Task input:
>>>>>

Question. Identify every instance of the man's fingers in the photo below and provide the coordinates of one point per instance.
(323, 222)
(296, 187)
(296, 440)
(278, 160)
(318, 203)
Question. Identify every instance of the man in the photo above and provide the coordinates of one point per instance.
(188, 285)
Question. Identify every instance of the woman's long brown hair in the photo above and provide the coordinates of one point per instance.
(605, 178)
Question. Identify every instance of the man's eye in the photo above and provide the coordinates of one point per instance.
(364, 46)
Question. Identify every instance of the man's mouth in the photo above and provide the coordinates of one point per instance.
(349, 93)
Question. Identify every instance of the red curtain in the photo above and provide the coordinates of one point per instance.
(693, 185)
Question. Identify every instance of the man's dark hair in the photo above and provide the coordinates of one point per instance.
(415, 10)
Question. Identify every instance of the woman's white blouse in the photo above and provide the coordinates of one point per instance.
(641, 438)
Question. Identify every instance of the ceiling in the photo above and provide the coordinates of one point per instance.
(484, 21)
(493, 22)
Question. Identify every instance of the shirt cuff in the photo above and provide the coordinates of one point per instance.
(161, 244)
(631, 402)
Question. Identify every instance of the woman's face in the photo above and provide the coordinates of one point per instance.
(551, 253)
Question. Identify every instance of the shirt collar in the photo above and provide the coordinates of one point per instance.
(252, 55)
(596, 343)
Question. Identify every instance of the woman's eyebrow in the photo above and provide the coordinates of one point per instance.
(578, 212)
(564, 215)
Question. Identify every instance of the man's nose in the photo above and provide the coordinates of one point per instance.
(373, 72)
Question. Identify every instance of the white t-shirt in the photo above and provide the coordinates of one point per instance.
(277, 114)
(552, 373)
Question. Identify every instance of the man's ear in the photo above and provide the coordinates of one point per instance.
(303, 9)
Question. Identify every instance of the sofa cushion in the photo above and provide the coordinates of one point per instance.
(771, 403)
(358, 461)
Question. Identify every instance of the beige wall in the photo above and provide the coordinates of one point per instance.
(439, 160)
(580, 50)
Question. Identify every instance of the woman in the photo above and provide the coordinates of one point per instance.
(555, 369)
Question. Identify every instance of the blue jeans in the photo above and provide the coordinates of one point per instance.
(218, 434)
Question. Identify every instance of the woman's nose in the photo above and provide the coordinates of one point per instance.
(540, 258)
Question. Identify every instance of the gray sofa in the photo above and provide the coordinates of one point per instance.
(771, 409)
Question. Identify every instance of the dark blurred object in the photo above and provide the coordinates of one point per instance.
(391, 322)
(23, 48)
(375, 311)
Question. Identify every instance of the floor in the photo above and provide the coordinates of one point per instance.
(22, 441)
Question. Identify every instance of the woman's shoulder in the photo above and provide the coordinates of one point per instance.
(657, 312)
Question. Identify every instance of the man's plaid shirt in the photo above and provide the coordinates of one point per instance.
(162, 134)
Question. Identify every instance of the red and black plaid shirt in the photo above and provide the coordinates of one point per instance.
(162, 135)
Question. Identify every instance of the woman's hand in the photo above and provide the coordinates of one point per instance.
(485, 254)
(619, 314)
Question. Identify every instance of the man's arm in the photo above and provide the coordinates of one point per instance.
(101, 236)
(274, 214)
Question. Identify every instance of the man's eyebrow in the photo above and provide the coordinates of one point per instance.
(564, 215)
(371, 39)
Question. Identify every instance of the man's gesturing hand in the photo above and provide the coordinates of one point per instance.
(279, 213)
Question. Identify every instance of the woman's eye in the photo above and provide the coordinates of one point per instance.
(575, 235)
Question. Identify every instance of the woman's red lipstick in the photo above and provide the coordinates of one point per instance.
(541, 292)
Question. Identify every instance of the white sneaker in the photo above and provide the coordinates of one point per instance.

<<<<<

Problem to work on: Copy the items verbatim, from the line containing "Question. Identify every instance of the woman's eye in" through the last line of the items, both ends included.

Reply to the task:
Question. Identify every instance of the woman's eye in the photo above and provide the coordinates of one point per instance.
(575, 235)
Question. Identify every instance of the woman's red lipstick in the photo above and provide the coordinates of one point per instance.
(541, 292)
Question. Identify every instance of the white sneaker in the photo above and provide the coordinates of one point per instance.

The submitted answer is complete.